[Ardour-Users] Recording to Midi accompaniment

Paul Davis paul at linuxaudiosystems.com
Thu Feb 15 13:43:46 PST 2018


There's no reason to assume that aplay/arecord should ever work. Both
applications are completely mis-designed for any serious use - they do not
use threads, they do not use realtime scheduling.

FFADO has mostly migrated into ALSA now. If there are problems with ALSA
supporting devices that are correctly supported by FFADO, I am sure that
the ALSA development community will want to know about it.

If you want to wire up multiple applications, then certainly JACK is the
bee's knees and then some. But this is NOT the common case for most users
of most audio software.

Ardour's own audio/MIDI backend use realtime scheduling as well. It was
written by the same people who wrote JACK, except with the benefit of
another decade's worth of experience.
━━━
INSTRUCTIONS FOR THE TASK
Translate this sentence from the post about Ardour and Linux audio into Spanish: "FFADO has mostly migrated into ALSA now." The material after this line is separate from the post.

Data drawn from a collection
━━━
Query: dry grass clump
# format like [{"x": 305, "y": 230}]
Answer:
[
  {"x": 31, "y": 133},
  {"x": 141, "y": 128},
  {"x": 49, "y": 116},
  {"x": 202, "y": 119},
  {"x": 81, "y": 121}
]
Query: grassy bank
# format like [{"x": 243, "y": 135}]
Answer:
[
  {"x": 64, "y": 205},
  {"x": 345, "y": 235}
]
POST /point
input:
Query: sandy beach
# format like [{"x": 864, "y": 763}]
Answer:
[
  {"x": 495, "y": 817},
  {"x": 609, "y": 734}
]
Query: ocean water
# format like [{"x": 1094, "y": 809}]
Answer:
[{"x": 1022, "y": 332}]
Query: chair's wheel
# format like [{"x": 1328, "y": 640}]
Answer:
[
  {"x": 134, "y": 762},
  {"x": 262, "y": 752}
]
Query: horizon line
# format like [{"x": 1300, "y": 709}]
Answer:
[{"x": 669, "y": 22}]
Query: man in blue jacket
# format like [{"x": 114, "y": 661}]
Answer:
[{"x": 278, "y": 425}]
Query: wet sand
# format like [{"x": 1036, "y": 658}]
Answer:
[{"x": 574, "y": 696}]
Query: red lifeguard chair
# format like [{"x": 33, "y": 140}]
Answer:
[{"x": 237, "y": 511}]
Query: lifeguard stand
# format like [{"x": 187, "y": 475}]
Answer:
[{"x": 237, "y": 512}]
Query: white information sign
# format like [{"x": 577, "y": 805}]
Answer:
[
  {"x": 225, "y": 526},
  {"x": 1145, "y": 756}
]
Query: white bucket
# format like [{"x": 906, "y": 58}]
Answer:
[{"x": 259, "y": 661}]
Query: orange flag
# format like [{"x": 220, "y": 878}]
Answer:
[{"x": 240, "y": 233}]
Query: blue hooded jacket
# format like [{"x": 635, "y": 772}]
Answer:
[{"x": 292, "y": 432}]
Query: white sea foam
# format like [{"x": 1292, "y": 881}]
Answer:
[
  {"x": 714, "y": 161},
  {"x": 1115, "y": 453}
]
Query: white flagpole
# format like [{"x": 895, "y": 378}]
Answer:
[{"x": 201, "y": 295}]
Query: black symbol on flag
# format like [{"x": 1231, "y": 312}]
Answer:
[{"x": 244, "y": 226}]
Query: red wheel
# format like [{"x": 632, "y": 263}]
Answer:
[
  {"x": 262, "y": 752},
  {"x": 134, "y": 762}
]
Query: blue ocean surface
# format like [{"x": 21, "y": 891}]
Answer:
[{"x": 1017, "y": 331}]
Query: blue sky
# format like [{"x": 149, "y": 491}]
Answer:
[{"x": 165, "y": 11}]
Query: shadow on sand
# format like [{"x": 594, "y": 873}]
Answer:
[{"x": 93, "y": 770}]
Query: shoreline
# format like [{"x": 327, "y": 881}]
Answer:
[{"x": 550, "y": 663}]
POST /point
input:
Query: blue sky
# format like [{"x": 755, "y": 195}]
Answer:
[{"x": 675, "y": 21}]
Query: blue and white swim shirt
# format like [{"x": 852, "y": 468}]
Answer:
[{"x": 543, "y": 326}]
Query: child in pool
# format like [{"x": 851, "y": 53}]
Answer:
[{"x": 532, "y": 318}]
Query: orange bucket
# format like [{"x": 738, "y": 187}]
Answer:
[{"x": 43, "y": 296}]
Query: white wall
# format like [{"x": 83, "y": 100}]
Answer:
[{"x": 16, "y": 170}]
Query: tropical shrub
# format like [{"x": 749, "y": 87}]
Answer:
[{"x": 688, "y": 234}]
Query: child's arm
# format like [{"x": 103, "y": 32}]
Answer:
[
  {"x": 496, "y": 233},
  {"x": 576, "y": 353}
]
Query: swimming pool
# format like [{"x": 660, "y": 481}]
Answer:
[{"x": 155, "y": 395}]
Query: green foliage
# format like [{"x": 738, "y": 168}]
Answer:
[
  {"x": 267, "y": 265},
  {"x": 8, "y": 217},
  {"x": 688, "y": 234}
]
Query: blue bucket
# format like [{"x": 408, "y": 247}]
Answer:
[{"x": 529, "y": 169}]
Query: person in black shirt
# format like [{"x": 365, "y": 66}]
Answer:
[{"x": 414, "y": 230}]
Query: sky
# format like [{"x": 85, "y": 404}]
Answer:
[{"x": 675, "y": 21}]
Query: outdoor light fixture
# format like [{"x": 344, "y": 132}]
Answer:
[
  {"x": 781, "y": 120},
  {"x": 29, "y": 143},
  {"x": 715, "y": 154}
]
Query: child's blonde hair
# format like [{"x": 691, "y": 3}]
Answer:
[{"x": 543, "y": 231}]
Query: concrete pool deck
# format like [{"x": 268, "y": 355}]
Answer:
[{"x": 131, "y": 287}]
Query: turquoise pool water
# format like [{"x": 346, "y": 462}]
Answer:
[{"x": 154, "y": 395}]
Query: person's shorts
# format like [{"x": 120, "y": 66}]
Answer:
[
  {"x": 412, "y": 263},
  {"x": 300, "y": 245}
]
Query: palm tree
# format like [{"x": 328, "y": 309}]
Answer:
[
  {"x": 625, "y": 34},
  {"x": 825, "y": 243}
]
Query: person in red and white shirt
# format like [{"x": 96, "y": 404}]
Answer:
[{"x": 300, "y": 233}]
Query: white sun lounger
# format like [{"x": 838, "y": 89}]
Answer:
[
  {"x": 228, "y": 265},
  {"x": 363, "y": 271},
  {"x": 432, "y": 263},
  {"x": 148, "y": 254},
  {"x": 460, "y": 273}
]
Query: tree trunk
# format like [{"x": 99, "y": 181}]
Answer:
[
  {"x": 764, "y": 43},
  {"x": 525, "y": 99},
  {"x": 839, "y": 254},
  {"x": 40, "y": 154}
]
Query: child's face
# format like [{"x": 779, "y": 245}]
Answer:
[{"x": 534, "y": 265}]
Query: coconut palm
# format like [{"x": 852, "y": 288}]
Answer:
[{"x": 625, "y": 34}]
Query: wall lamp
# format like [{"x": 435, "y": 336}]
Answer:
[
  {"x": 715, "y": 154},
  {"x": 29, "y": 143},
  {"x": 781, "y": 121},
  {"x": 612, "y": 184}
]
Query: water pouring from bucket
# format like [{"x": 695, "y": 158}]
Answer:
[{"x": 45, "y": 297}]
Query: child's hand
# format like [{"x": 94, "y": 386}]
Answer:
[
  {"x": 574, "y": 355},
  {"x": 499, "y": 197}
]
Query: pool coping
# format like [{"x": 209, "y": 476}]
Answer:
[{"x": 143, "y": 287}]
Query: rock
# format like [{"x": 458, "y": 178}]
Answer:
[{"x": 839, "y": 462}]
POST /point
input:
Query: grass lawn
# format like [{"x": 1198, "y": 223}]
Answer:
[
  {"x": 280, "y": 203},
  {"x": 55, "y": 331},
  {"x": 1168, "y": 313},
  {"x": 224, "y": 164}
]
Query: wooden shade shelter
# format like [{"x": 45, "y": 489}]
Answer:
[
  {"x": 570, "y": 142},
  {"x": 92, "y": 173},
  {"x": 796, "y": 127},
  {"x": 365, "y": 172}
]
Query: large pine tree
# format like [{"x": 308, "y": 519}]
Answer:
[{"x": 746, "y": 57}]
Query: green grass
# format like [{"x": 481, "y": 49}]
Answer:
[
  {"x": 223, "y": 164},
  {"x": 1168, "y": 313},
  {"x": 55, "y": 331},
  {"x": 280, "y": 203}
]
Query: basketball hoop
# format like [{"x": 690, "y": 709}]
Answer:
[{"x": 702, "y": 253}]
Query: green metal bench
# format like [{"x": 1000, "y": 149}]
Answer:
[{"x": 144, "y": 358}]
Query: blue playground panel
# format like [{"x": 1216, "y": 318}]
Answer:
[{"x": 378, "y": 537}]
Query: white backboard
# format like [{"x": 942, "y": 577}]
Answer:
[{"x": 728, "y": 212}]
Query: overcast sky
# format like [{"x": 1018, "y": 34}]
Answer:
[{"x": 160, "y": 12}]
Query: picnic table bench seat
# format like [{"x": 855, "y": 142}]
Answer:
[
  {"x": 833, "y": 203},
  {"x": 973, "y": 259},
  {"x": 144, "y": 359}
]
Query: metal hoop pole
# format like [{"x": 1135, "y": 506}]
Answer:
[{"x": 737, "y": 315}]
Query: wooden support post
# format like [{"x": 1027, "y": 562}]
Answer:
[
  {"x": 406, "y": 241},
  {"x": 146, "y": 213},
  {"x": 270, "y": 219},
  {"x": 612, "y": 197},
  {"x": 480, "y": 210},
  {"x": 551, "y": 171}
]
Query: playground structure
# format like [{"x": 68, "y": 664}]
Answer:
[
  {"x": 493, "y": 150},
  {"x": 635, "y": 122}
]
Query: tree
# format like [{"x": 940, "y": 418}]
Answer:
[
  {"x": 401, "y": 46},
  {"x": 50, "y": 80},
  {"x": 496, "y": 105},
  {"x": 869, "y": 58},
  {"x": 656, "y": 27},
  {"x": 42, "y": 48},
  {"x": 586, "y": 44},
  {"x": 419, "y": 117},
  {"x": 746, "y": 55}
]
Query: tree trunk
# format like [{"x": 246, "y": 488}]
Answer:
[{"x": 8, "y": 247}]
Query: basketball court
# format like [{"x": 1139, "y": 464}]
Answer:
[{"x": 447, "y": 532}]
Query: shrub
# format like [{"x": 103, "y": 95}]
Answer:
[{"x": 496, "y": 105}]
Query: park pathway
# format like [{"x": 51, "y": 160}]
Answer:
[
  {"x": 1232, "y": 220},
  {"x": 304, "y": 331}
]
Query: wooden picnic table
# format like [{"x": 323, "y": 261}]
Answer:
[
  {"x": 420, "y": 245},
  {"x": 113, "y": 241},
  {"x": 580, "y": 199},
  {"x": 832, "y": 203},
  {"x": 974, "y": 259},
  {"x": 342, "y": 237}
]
━━━
SOLUTION BELOW
FFADO ya se ha trasladado en su mayor parte a ALSA.